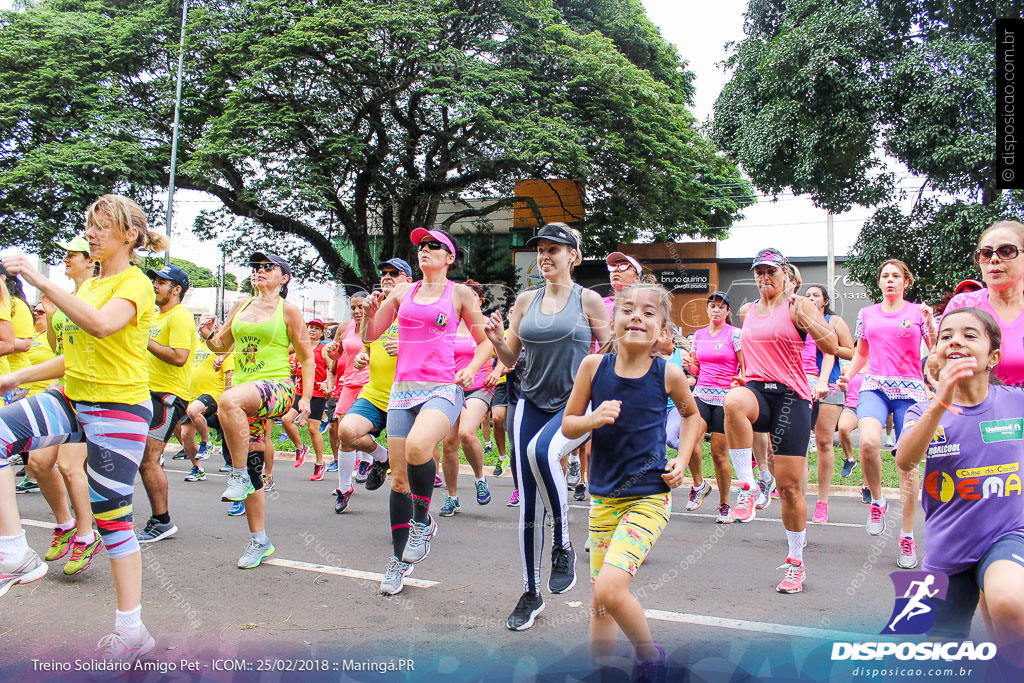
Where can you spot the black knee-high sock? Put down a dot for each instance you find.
(401, 511)
(421, 482)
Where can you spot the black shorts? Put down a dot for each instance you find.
(168, 413)
(714, 417)
(783, 416)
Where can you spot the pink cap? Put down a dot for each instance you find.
(616, 256)
(421, 233)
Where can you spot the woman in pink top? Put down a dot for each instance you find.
(776, 399)
(426, 397)
(890, 335)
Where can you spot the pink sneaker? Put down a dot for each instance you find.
(820, 512)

**YOUR TASK**
Rewrite all the entries above, changing every "Put down a dot" to "Place a point" and keeping everything else the same. Leave out the pictures.

**WRITTEN SOLUTION**
Where can you spot the black knee-high sock? Place a point for each instance you find.
(401, 511)
(421, 482)
Where can you spot the black shorts? Place a point for each instance you find.
(168, 413)
(714, 417)
(783, 416)
Where can you spot the pink cap? Place a point for each instance you find.
(616, 256)
(421, 233)
Where can you spot the woman in pink top? Place a point for each instance you find.
(776, 399)
(426, 397)
(890, 335)
Where can you spot the pink sneaker? Place a point for each instance you find.
(820, 512)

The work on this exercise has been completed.